Stored dataset items:
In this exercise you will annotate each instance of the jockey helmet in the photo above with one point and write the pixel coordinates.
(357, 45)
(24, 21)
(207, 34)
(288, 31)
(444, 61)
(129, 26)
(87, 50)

__EXERCISE__:
Reproduce all of the records precisely. No word may differ.

__COMPLETED TASK__:
In this exercise you will annotate each instance of the jockey helmet in the photo above with one point and write the pixel coordinates.
(357, 45)
(24, 21)
(207, 34)
(288, 31)
(444, 61)
(129, 26)
(87, 50)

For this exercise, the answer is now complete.